◆ **WORK INSTRUCTIONS**
Type out the records again, exactly as they are.

◆ **DATA FOR PROCESSING**
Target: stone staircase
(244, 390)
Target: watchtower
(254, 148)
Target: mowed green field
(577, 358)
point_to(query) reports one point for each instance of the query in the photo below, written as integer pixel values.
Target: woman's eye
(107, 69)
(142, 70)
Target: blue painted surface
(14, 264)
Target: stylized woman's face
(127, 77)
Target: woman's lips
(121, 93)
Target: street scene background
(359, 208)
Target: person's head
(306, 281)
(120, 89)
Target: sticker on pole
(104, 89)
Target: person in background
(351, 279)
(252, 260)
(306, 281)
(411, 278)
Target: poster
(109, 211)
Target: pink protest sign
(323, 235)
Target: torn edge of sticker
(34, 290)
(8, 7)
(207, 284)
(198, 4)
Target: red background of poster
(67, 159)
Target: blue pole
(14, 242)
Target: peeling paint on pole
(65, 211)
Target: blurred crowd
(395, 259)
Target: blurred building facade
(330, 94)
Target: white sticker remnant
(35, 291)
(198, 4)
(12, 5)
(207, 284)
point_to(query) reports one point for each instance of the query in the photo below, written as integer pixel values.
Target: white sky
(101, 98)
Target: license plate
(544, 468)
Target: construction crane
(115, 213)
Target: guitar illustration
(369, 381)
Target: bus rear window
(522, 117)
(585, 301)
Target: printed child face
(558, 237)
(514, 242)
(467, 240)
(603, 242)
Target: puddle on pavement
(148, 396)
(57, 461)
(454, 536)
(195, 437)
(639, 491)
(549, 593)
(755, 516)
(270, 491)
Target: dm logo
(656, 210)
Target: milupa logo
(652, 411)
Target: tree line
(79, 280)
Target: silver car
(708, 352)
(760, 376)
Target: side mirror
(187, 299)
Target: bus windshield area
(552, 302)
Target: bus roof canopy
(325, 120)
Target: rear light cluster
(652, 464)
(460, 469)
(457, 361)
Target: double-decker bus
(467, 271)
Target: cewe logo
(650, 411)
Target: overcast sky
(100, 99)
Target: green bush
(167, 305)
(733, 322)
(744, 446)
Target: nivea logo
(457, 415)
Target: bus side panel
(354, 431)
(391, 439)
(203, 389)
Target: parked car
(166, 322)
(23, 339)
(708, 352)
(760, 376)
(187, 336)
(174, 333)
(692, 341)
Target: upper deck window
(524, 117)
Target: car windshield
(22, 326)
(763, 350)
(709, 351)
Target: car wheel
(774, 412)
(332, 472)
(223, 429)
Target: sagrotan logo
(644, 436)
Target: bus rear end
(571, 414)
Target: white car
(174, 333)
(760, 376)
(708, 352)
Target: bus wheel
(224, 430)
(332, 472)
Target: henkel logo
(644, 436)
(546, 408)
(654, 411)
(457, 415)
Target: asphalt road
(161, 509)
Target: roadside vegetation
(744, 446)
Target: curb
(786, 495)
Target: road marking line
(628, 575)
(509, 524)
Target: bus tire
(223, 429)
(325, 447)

◆ **REPLY TO THE EXERCISE**
Target: stone staircase
(244, 390)
Target: watchtower
(254, 148)
Target: mowed green field
(577, 358)
point_to(query) reports one point for each instance of the query in the photo below, written as integer pixel values.
Target: woman's eye
(107, 69)
(142, 70)
Target: blue painted surface
(14, 264)
Target: stylized woman's face
(127, 77)
Target: woman's lips
(121, 93)
Target: street scene background
(359, 208)
Target: person's head
(306, 281)
(120, 89)
Target: sticker on pole
(104, 89)
Target: person in background
(351, 279)
(252, 260)
(306, 281)
(411, 278)
Target: poster
(109, 211)
Target: pink protest sign
(323, 235)
Target: torn edge of sticker
(34, 290)
(8, 7)
(207, 284)
(198, 4)
Target: red background of poster
(67, 159)
Target: blue pole
(14, 242)
Target: peeling paint on pole
(65, 211)
Target: blurred crowd
(395, 259)
Target: blurred building facade
(330, 94)
Target: white sticker remnant
(35, 291)
(198, 4)
(12, 5)
(207, 284)
point_to(query) reports one point for each instance of the query in the photo below, written as integer pixel values.
Target: white sky
(101, 98)
Target: license plate
(544, 468)
Target: construction crane
(115, 213)
Target: guitar illustration
(369, 381)
Target: bus rear window
(522, 117)
(585, 301)
Target: printed child face
(558, 237)
(514, 242)
(467, 240)
(603, 242)
Target: puddle on pavement
(148, 396)
(57, 461)
(454, 536)
(195, 437)
(639, 491)
(549, 593)
(755, 516)
(270, 491)
Target: dm logo
(656, 210)
Target: milupa logo
(652, 411)
Target: tree line
(79, 280)
Target: silver car
(708, 352)
(760, 376)
Target: side mirror
(187, 299)
Target: bus windshield area
(552, 302)
Target: bus roof canopy
(325, 120)
Target: rear light cluster
(652, 464)
(460, 469)
(457, 361)
Target: double-decker bus
(467, 271)
Target: cewe logo
(650, 411)
Target: overcast sky
(100, 99)
Target: green bush
(167, 305)
(733, 322)
(744, 446)
Target: nivea logo
(457, 415)
Target: bus side panel
(354, 431)
(391, 439)
(203, 389)
Target: parked car
(166, 322)
(23, 339)
(708, 352)
(760, 376)
(187, 336)
(174, 333)
(692, 341)
Target: upper deck window
(524, 117)
Target: car windshield
(22, 326)
(763, 350)
(709, 351)
Target: car wheel
(774, 412)
(332, 472)
(223, 429)
Target: sagrotan logo
(644, 436)
Target: bus rear end
(571, 414)
Target: white car
(174, 333)
(760, 376)
(708, 352)
Target: bus wheel
(224, 430)
(332, 472)
Target: henkel logo
(644, 436)
(546, 408)
(654, 411)
(457, 415)
Target: asphalt road
(161, 509)
Target: roadside vegetation
(744, 446)
Target: curb
(786, 495)
Target: road marking line
(628, 575)
(509, 524)
Target: bus tire
(223, 429)
(325, 447)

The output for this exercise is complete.